---------- RECORDS PROVIDED
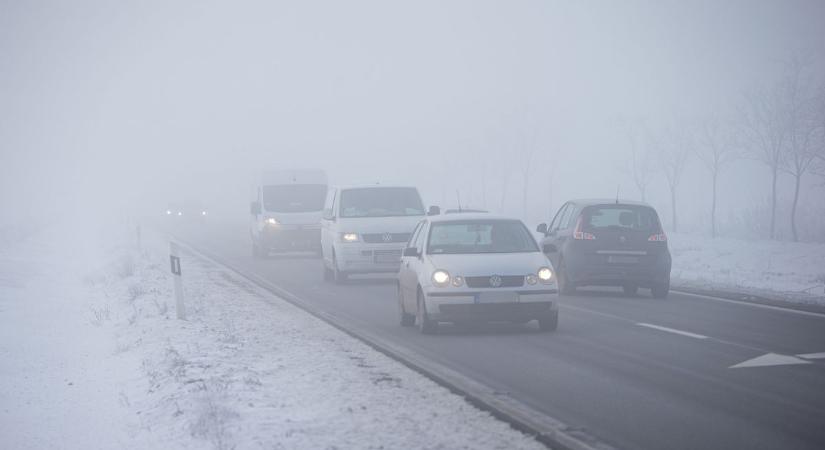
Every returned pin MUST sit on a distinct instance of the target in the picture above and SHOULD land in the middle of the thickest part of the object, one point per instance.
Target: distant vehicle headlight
(458, 281)
(441, 278)
(545, 274)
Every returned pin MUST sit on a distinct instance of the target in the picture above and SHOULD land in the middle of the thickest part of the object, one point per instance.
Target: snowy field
(781, 270)
(92, 357)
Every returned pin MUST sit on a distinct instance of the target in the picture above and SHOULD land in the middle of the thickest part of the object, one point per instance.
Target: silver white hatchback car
(475, 267)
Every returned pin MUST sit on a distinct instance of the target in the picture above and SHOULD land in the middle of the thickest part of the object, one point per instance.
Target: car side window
(414, 236)
(554, 225)
(419, 240)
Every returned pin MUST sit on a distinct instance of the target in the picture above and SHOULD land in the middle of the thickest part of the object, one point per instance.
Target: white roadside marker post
(174, 260)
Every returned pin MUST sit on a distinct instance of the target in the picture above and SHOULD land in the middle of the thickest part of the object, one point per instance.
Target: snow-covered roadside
(247, 370)
(781, 270)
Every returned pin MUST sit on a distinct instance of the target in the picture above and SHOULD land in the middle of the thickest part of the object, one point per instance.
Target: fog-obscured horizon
(121, 108)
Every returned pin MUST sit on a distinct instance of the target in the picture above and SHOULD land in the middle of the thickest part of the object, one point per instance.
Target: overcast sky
(134, 103)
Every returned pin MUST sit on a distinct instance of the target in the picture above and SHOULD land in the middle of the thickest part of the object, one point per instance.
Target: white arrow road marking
(671, 330)
(770, 359)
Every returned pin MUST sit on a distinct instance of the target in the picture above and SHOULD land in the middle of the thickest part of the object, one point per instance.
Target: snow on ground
(763, 267)
(92, 357)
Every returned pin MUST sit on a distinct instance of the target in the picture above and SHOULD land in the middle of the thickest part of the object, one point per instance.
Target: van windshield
(620, 218)
(381, 202)
(294, 198)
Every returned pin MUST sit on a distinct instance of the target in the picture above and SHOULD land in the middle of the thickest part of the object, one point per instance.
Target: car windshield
(493, 236)
(620, 218)
(293, 198)
(381, 202)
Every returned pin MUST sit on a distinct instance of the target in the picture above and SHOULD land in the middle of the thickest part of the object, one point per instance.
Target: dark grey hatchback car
(608, 243)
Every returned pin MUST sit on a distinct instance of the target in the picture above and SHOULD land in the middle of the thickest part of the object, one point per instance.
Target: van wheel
(550, 322)
(422, 319)
(337, 275)
(406, 320)
(660, 292)
(565, 286)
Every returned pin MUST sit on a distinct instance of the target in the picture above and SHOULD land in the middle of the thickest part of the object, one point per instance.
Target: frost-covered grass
(761, 266)
(246, 370)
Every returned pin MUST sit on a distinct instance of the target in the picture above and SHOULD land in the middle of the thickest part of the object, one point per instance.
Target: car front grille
(506, 281)
(385, 238)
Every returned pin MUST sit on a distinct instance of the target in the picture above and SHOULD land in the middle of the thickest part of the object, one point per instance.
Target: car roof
(368, 186)
(607, 201)
(464, 217)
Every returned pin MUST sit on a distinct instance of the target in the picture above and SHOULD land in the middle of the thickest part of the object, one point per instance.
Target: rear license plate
(497, 297)
(615, 259)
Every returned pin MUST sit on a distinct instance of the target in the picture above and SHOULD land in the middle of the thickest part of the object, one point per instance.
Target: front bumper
(492, 305)
(369, 258)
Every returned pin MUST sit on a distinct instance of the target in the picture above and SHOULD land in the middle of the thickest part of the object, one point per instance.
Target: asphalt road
(633, 371)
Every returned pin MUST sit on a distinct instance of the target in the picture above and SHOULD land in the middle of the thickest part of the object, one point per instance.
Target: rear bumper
(465, 307)
(290, 239)
(369, 258)
(585, 273)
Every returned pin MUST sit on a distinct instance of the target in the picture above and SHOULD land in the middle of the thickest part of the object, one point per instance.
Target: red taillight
(580, 235)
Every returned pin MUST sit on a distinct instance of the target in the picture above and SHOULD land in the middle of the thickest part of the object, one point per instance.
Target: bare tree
(716, 149)
(673, 153)
(640, 165)
(802, 126)
(763, 131)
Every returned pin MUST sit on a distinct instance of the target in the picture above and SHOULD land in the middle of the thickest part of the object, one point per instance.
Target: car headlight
(545, 275)
(441, 278)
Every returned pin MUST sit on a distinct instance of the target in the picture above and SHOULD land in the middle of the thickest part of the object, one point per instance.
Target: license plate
(498, 297)
(614, 259)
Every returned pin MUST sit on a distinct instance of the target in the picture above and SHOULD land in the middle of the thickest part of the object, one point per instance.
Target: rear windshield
(497, 236)
(294, 198)
(381, 202)
(620, 218)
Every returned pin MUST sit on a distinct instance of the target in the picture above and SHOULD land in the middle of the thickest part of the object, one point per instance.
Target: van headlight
(441, 278)
(545, 275)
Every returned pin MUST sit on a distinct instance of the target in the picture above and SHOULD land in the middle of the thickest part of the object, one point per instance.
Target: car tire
(565, 286)
(422, 319)
(660, 292)
(406, 319)
(550, 322)
(337, 275)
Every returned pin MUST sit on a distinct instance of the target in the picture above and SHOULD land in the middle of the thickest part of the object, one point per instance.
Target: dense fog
(118, 108)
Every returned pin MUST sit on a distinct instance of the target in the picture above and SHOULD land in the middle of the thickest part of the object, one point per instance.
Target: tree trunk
(793, 207)
(673, 205)
(713, 207)
(773, 201)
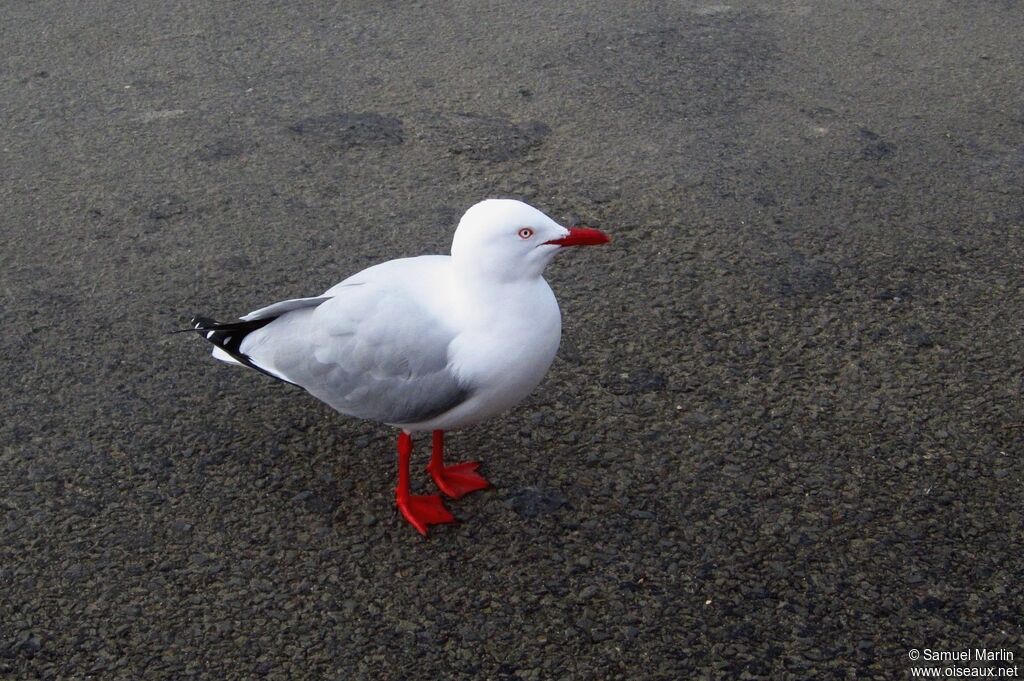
--------------------
Please state only how many lines in the records contain the string "plate".

* **SOLUTION TO THE PROBLEM**:
2